* START *

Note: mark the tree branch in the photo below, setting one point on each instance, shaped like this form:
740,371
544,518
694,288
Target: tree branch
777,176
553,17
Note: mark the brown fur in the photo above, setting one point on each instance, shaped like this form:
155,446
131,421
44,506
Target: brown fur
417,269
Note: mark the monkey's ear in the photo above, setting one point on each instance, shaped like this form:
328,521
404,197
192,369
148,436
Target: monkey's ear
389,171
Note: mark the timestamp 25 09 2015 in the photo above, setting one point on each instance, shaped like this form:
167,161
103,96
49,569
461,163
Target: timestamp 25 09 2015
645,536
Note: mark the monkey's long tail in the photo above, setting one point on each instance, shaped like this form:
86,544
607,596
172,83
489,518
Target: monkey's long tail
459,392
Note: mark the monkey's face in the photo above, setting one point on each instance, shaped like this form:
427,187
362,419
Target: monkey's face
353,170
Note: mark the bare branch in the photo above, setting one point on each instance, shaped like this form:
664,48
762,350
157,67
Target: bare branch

* END *

- _Task description_
Format every line of the records above as a JSON list of strings, one string per line, leaving out any blank lines.

- _Exercise result_
[
  "Note: mark the tree branch in the photo below, setting one point on each instance, shaped like this form:",
  "740,371",
  "544,518",
  "694,288",
  "Target: tree branch",
  "777,176",
  "553,17",
  "Note: mark the brown fur in the photo above, setting one point on each instance, shaped like this form:",
  "155,446",
  "131,421",
  "44,506",
  "Target: brown fur",
  "417,269",
  "Note: mark the monkey's ear in the photo above, setting one point on each instance, shaped like this form:",
  "328,521",
  "404,197",
  "192,369",
  "148,436",
  "Target: monkey's ear",
  "389,171",
  "Note: mark the timestamp 25 09 2015 in the photo above, setting one point on each instance, shaped like this form:",
  "167,161",
  "103,96",
  "49,569",
  "461,163",
  "Target: timestamp 25 09 2015",
  "645,536",
  "Note: mark the monkey's long tail in the photo above, setting one point on each instance, shaped like this form:",
  "86,544",
  "607,596",
  "172,83",
  "489,518",
  "Target: monkey's long tail",
  "459,392",
  "Note: mark the monkey's face in the photo above, setting one point on each instance, shaped like this form:",
  "427,187",
  "362,419",
  "Target: monkey's face",
  "353,170",
  "Note: mark the bare branch in the photo above, setting one point on each instance, shaped like this form:",
  "664,48",
  "762,350",
  "157,67",
  "Target: bare branch"
]